═════ Excerpted text
NICE is consulting on a new draft quality standard to improve treatment of head and neck cancer.
Current practice, when scans can’t detect if cancer has spread to the lymph nodes in patients with early oral cavity cancer is to have major surgery to remove them in case it has.
The draft quality standard recommends those patients instead have a biopsy to remove the main lymph gland linked to the cancer to establish if it has spread and if further surgery is needed.
Mr Cyrus Kerawala, consultant maxillofacial/head and neck surgeon at The Royal Marsden Hospital and specialist committee member, said: “Sentinel lymph node biopsy is a simpler procedure lasting an hour or so and only needing an overnight stay in hospital while a neck dissection usually takes 2-3 hours and involves a 4-5 day stay in hospital.
“The procedure also minimises scarring - patients are typically left with only a 2cm scar instead of a 15cm wound. Sentinel lymph node biopsy is a safer procedure with fewer side effects as neck dissection for example risks bruising nerves which can lead to shoulder pain and other difficulties.”
The draft quality standard, which is now open for public consultation, consists of 4 statements:
- People with cancer of the upper aerodigestive tract (mouth, throat, voice box or sinuses) have their need for a feed tube assessed at diagnosis.
══════════
═════ Record extracts
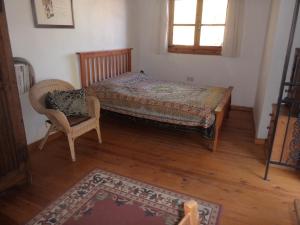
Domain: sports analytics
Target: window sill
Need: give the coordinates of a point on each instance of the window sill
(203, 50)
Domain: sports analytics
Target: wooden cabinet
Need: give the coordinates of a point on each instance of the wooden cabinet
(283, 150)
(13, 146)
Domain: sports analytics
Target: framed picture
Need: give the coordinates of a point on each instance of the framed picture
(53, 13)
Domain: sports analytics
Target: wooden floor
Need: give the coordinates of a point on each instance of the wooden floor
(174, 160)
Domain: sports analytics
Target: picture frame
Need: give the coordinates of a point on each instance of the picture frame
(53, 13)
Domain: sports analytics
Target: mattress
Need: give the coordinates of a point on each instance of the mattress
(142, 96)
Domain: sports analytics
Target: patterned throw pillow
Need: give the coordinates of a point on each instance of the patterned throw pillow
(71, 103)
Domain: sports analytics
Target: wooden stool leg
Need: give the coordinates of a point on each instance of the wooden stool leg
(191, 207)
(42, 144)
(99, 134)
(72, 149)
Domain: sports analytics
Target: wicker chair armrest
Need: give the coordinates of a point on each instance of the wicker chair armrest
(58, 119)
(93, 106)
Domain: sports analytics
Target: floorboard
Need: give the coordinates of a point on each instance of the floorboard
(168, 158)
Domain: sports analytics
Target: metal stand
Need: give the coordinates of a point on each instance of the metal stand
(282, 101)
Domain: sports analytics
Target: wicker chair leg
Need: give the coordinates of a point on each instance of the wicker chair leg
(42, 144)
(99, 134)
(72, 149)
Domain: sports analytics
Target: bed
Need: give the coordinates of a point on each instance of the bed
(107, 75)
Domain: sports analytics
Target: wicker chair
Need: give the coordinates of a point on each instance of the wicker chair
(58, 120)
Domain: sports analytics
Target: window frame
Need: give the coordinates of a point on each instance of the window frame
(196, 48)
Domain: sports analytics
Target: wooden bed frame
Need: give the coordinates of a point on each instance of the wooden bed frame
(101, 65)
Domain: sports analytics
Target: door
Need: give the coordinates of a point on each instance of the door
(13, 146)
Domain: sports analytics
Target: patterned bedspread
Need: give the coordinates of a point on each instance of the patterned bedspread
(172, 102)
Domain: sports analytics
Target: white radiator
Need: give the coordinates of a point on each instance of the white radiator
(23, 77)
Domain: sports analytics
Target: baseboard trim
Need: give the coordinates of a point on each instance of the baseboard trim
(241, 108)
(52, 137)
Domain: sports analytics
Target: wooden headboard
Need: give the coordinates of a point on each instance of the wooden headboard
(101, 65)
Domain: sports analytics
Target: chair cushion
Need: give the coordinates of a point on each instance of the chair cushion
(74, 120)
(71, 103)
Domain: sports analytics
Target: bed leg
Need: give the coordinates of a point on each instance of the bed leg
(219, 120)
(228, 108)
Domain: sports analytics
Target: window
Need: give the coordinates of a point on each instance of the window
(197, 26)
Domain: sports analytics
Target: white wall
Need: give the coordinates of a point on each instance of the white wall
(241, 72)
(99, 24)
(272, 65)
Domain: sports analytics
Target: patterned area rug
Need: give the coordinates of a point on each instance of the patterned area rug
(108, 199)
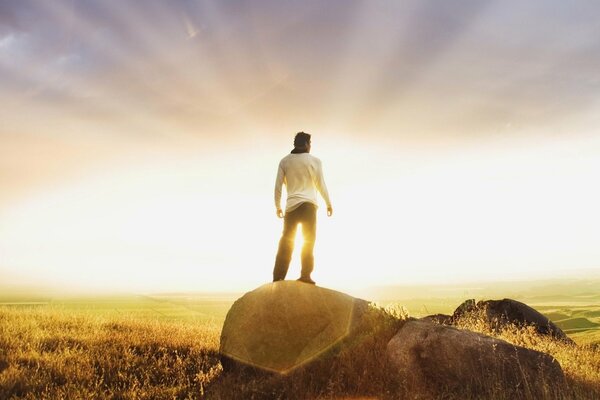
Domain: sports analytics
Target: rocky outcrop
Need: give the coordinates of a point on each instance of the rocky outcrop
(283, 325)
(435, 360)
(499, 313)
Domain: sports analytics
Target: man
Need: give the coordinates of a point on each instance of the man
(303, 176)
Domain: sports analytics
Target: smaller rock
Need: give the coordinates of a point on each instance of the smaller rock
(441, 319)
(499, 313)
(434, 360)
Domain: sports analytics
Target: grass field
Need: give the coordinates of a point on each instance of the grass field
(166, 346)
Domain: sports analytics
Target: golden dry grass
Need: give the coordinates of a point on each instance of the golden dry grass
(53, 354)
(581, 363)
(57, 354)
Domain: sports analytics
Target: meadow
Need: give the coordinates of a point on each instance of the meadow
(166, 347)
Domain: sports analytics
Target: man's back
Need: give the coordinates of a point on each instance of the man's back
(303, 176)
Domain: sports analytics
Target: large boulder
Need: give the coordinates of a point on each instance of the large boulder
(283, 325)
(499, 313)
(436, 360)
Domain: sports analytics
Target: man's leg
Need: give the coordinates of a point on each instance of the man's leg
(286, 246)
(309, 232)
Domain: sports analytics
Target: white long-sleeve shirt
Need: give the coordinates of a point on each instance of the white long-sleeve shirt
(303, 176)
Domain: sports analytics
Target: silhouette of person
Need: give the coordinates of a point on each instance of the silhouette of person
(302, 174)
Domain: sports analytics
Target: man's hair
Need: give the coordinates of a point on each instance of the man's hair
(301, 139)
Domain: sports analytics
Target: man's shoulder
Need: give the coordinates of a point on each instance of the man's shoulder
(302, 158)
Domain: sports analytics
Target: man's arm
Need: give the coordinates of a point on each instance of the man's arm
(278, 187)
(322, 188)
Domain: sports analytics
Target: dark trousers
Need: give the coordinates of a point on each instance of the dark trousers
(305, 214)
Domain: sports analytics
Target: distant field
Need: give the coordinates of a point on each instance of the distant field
══════════
What you are asked to do => Continue the text on NICE's draft quality standard for head and neck cancer, starting after its last sentence.

Expected output =>
- People with advanced stage cancer of the upper aerodigestive tract (mouth, throat, voice box or sinuses) are offered systemic staging using fluorodeoxyglucose positron emission tomography (FDG PET)-CT.
- People with early stage oral cavity cancer are offered sentinel lymph node biopsy.
- People with cancers of the upper aerodigestive tract that have similar outcomes from surgery or radiotherapy (early stage in the vocal chords) are given a choice of these treatment options.
Professor Gillian Leng, deputy chief executive of NICE, said: “These four statements are all focused on helping patients become more involved in decisions and improving their care.
“The first is about giving the patient the best chance of survival, the second is about better investigations so treatments can be tailored to the patient, the third is about preventing invasive surgery and the fourth increases patient choice.
“By prioritising areas for improvement across the head and neck cancers care pathway, this draft quality standard will help to ensure that people with these diseases get the best possible treatment, wherever they live in England.”
There are more than 30 types of head and neck cancer and approximately 9,200 new cases are diagnosed in England and Wales each year.
Consultation on the draft quality standard for head and neck cancer is open until 14 October 2016.